[Point-based annotation data]

■ ■ ■ ■

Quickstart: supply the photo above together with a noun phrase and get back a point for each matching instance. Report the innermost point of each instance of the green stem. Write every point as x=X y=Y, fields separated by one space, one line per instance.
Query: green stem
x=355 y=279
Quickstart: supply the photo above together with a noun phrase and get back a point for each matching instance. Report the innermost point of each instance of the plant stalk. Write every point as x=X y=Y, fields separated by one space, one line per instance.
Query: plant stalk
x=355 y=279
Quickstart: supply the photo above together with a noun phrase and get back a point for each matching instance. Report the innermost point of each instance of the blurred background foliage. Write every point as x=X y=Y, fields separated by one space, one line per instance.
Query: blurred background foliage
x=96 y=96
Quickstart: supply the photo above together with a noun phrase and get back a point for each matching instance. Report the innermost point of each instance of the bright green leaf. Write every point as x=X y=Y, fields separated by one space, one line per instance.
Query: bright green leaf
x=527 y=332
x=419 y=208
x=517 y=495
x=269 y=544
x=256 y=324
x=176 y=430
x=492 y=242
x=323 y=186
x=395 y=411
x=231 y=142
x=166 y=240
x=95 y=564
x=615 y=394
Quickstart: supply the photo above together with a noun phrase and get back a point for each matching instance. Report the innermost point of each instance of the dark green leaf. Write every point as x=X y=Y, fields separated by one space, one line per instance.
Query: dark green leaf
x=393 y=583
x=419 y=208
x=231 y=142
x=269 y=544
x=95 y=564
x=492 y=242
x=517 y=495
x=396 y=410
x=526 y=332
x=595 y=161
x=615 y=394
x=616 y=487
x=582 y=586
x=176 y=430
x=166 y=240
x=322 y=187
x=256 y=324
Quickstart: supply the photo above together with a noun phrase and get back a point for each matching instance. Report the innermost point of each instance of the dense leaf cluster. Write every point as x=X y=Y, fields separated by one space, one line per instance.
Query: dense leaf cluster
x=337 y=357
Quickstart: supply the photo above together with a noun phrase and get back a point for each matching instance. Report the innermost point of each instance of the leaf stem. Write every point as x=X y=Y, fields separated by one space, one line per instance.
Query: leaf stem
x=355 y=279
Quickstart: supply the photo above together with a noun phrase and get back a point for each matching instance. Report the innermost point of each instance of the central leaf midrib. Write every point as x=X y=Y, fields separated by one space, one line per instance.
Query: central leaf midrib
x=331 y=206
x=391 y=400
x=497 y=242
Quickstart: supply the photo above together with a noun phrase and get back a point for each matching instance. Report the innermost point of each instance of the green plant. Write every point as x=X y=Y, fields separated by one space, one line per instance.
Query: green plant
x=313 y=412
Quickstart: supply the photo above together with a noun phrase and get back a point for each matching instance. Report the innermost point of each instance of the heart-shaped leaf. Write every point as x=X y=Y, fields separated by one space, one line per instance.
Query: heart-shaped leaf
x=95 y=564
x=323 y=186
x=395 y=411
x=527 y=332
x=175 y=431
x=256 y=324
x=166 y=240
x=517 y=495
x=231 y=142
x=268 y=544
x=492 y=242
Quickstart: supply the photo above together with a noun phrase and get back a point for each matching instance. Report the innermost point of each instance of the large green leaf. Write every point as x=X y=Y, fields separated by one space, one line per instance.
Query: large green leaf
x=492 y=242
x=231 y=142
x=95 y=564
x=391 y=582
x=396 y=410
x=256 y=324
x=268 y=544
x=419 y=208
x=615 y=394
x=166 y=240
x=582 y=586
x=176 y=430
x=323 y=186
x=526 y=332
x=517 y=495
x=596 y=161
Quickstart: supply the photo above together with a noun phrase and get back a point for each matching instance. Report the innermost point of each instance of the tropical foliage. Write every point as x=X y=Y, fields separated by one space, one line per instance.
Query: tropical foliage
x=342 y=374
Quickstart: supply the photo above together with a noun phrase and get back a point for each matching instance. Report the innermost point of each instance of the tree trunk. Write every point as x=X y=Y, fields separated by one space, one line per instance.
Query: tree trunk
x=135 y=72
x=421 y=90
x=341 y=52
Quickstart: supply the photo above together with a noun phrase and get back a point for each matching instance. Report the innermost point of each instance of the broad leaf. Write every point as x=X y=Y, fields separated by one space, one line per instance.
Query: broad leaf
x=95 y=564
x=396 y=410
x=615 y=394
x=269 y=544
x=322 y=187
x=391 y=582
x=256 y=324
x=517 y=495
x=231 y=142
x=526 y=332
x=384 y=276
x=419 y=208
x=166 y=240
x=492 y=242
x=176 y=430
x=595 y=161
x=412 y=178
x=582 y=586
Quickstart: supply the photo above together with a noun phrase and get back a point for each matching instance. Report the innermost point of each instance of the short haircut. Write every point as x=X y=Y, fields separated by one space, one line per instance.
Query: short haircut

■ ■ ■ ■

● WORK TO COMPLETE
Repeat every line of the material exactly as given.

● WORKED SOLUTION
Quickstart: supply the photo above together with a noun phrase and get back a point for each matching instance. Report the innermost point of each instance of the green stem. Write every point as x=X y=Y, fields separated by one space, one line per instance.
Query: green stem
x=355 y=279
Quickstart: supply the photo above together with a noun phrase and get back a point for each matching instance. Report the innermost point of each instance of the plant stalk. Write every point as x=X y=Y, fields separated by one space, one line per instance.
Query: plant stalk
x=355 y=279
Quickstart: supply the photo above together with a noun phrase and get back a point for each matching instance. Report the innermost point of each instance of the blurred background foliage. Write every point as x=X y=Y, fields separated by one space, one line per instance.
Query: blurred background foliage
x=96 y=96
Quickstart: supply the photo above together with a noun phrase and get back a point for each matching instance. Report the innermost point of each instance of the bright green leaf. Write every point as x=X y=Y, fields separated by one space, one line per instance.
Query: bright green leaf
x=527 y=332
x=419 y=208
x=517 y=495
x=269 y=544
x=256 y=324
x=176 y=430
x=492 y=242
x=323 y=186
x=395 y=411
x=231 y=142
x=166 y=240
x=95 y=564
x=615 y=394
Quickstart: supply the photo above together with a noun phrase and get back a point for each matching instance. Report the innermost point of each instance of the dark green leaf. Write every point as x=X y=Y, fields separated by one space, one line per instance.
Query: dark green leaf
x=393 y=583
x=419 y=208
x=231 y=142
x=269 y=544
x=95 y=564
x=492 y=242
x=517 y=495
x=396 y=410
x=526 y=332
x=595 y=161
x=615 y=394
x=616 y=487
x=582 y=586
x=176 y=430
x=166 y=240
x=322 y=187
x=256 y=324
Quickstart: supply the photo above together with a noun phrase and get back a point for each matching instance. Report the innermost point of each instance of the dense leaf cluster. Write every point as x=X y=Y, fields separated by one space, one line per instance.
Query: dense leaf cluster
x=337 y=357
Quickstart: supply the photo above together with a noun phrase and get back a point for each matching instance. Report the innermost point of each instance of the leaf stem. Write every point as x=X y=Y, fields separated by one space, one line per instance.
Query: leaf stem
x=355 y=279
Quickstart: supply the photo above together with a noun phrase and get back a point for each matching instance. Report the innermost point of each instance of the central leaf midrib. Write every point as x=X y=Y, fields separated by one space, one line per instance.
Query: central leaf midrib
x=331 y=206
x=391 y=400
x=497 y=242
Quickstart: supply the photo above together with a noun phrase and get back a point for each matching instance. Report the innermost point of each instance of the green plant. Write every point as x=X y=Y, fields separated by one space, one line per instance.
Query: green plant
x=313 y=412
Quickstart: supply the photo above together with a noun phrase and get back a point for each matching instance. Report the innermost point of each instance of the heart-shaped leaf. Write every point as x=X y=Y, fields separated by one space, one line per instance.
Query: heart-shaped leaf
x=95 y=564
x=323 y=186
x=395 y=411
x=527 y=332
x=175 y=431
x=256 y=324
x=166 y=240
x=517 y=495
x=231 y=142
x=268 y=544
x=492 y=242
Quickstart: supply the photo above together with a noun phrase and get back a point for each matching instance. Report the innermost point of each instance of the large green leaf. Write every point as x=X y=Y, fields separated by one space, one line per instance.
Query: large green leaf
x=492 y=242
x=231 y=142
x=95 y=564
x=391 y=582
x=396 y=410
x=256 y=324
x=268 y=544
x=419 y=208
x=615 y=394
x=166 y=240
x=582 y=586
x=176 y=430
x=323 y=186
x=526 y=332
x=517 y=495
x=596 y=161
Quickstart: supply the photo above together with a noun phrase and get back a point for each matching instance. Report the innermost point of each instance of the tropical foliage. Write every point as x=X y=Y, fields separated by one space, one line per instance.
Query: tropical foliage
x=342 y=374
Quickstart: supply the photo above together with a noun phrase and get back a point for each matching instance. Report the innermost point of each instance of the tree trunk. Write every point as x=X y=Y, fields separated by one space, one line per instance.
Query: tree trunk
x=135 y=72
x=421 y=90
x=341 y=52
Quickstart: supply the photo above together with a noun phrase and get back a point for each matching instance. Report the innermost point of each instance of the broad leaf. Write every point as x=X y=Y, fields separated by one space, one line per instance.
Query: broad leaf
x=95 y=564
x=396 y=410
x=615 y=394
x=269 y=544
x=322 y=187
x=391 y=582
x=256 y=324
x=517 y=495
x=231 y=142
x=526 y=332
x=384 y=276
x=419 y=208
x=166 y=240
x=492 y=242
x=176 y=430
x=595 y=161
x=412 y=178
x=582 y=586
Quickstart: supply the photo above together with a noun phrase and get back a point for each matching instance. Report the innermost point of each instance of the short haircut. Write every point as x=X y=Y, fields separated by one space, one line per instance.
Query: short haircut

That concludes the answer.